START Extracted entries

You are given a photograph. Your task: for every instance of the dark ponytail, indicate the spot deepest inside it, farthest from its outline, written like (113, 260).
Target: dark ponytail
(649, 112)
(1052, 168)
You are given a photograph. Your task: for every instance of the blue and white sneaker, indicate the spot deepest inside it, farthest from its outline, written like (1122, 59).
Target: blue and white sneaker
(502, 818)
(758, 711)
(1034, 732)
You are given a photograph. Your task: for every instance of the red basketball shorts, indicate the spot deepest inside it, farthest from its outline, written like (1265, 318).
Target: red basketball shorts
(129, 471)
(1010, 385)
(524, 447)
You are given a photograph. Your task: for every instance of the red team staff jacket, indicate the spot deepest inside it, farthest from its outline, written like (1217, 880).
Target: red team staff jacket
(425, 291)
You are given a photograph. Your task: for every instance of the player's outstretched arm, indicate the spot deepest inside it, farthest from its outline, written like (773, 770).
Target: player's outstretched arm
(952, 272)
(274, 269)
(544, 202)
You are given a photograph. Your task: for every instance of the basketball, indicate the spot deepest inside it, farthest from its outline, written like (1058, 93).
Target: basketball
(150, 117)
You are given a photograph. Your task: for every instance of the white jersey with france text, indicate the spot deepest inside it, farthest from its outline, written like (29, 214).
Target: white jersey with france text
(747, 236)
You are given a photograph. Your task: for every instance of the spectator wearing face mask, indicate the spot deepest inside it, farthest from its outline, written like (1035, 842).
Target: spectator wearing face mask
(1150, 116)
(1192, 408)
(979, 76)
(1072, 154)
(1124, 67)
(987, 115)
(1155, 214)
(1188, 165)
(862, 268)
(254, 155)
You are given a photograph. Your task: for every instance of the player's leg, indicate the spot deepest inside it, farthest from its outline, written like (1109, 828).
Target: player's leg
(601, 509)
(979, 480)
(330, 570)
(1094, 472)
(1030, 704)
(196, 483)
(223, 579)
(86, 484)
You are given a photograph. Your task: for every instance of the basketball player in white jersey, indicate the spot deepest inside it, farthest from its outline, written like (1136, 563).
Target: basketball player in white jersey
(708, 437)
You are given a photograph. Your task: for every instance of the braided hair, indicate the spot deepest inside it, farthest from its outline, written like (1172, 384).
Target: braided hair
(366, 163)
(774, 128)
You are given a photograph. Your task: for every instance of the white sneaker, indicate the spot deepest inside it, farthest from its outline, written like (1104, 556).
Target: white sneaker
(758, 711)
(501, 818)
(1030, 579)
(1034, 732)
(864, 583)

END Extracted entries

# Work order
Say only how many lines in the records carry the word "Your".

# Written solution
12